Count the lines in the data below that contain the string "leaf", treating uppercase and lowercase as different. Give only the number.

* _Stored entries_:
####
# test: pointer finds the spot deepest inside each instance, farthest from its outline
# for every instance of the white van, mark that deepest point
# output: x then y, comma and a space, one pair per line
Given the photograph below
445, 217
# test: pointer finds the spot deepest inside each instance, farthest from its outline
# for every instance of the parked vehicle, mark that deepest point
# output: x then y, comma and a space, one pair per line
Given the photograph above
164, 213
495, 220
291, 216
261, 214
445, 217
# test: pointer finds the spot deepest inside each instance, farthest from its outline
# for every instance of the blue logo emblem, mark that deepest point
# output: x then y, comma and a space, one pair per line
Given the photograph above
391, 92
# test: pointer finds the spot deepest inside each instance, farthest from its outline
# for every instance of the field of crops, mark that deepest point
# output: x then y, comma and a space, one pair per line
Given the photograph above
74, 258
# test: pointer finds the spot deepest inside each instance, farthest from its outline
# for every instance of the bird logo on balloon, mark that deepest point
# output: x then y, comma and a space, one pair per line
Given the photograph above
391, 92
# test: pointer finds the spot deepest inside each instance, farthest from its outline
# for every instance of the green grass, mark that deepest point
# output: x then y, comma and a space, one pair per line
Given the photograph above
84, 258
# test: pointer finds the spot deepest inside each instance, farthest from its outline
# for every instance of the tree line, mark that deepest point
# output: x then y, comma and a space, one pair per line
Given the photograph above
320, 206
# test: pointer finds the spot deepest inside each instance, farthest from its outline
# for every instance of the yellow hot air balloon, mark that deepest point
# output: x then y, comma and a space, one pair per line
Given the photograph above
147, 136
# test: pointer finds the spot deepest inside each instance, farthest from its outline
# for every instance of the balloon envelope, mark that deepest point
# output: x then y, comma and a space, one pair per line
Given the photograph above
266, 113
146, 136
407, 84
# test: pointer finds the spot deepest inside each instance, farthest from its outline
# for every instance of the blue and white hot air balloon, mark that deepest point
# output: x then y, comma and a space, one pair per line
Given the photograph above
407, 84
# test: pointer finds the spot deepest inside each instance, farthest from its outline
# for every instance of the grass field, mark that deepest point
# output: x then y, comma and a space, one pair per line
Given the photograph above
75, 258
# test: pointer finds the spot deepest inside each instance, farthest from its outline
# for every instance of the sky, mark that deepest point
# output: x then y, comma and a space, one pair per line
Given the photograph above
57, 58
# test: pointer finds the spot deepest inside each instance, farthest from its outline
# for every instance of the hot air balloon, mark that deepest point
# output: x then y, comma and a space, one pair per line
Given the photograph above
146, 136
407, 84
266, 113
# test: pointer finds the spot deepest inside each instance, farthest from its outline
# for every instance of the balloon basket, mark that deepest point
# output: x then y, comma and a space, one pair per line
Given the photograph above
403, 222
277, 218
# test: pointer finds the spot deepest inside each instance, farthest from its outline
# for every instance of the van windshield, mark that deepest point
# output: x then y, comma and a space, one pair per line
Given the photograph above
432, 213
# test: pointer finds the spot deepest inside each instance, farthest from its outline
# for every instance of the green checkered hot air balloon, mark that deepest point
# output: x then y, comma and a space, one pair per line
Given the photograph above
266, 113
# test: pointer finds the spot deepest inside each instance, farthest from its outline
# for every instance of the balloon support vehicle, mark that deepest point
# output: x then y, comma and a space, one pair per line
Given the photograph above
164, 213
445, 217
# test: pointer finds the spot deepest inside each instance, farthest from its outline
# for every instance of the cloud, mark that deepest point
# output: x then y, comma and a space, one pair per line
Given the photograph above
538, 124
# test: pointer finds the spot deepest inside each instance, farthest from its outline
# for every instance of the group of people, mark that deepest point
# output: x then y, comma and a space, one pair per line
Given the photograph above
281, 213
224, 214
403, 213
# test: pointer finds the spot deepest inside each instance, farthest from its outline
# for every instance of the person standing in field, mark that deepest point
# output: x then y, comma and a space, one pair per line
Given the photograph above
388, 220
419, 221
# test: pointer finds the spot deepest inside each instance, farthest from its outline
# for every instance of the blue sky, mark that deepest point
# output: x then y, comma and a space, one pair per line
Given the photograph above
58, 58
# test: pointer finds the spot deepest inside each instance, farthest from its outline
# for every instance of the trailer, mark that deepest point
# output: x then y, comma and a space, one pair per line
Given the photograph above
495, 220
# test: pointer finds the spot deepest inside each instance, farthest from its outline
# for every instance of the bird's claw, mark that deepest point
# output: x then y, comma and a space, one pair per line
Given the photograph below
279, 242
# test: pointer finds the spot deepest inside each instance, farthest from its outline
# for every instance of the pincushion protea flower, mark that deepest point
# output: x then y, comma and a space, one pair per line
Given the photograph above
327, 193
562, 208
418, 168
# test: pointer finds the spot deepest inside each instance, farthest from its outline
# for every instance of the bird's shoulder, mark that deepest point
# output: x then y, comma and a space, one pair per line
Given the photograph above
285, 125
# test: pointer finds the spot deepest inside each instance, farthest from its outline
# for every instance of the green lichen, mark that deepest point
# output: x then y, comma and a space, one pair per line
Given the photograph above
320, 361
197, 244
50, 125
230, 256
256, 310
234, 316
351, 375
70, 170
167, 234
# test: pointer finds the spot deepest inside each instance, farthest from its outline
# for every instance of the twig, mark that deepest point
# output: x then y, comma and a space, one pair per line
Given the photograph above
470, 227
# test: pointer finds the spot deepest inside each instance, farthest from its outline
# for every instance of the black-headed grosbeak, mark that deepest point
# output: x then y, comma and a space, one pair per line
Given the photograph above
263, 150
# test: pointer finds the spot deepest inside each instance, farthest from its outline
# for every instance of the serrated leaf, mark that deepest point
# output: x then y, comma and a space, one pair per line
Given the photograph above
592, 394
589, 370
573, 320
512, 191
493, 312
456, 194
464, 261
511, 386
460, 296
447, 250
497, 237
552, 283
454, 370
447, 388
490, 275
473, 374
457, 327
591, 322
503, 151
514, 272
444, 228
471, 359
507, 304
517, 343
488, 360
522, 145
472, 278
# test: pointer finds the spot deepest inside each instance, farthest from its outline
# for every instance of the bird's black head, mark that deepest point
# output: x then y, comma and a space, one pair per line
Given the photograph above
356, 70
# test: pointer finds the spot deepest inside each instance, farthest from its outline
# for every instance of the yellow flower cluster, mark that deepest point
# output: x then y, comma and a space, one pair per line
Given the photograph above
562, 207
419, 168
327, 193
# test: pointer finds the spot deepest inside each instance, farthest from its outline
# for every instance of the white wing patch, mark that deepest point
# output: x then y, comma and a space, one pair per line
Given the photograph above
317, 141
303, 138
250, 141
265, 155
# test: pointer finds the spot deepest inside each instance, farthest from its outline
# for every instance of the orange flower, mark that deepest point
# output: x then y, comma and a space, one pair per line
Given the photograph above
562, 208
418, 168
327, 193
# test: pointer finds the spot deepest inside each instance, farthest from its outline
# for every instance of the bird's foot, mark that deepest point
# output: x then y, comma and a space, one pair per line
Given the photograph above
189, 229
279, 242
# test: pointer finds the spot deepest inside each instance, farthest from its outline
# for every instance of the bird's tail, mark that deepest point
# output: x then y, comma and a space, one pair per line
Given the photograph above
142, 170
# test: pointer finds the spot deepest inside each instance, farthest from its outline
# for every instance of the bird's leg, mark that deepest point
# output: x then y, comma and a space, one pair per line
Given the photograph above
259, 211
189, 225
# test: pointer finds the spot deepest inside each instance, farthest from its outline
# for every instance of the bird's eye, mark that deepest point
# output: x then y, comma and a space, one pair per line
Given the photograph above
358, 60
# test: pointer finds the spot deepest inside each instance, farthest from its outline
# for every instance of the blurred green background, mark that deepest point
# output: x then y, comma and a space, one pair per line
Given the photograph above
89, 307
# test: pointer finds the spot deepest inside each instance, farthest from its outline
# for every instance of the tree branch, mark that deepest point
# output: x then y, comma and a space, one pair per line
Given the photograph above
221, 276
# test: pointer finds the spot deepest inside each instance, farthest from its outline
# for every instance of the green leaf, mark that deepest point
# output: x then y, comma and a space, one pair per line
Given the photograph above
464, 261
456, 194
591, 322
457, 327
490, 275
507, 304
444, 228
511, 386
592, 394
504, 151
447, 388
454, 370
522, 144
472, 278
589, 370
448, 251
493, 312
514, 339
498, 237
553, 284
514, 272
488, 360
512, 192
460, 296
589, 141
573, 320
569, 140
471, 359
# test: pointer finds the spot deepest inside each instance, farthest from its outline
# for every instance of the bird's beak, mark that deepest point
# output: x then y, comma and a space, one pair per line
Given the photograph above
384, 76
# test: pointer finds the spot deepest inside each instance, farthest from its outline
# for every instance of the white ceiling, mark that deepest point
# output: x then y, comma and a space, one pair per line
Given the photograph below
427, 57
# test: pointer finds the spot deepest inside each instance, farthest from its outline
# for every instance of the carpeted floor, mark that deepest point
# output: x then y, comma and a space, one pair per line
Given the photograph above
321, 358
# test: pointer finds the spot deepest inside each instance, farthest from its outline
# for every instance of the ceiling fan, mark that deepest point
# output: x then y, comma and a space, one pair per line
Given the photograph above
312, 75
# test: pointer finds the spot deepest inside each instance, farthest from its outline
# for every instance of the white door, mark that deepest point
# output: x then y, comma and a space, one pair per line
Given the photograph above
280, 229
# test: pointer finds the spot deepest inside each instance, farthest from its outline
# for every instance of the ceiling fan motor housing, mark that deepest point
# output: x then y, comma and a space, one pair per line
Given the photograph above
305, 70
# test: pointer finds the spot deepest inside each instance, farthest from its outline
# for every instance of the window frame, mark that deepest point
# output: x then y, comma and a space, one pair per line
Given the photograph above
####
* _Task output_: 2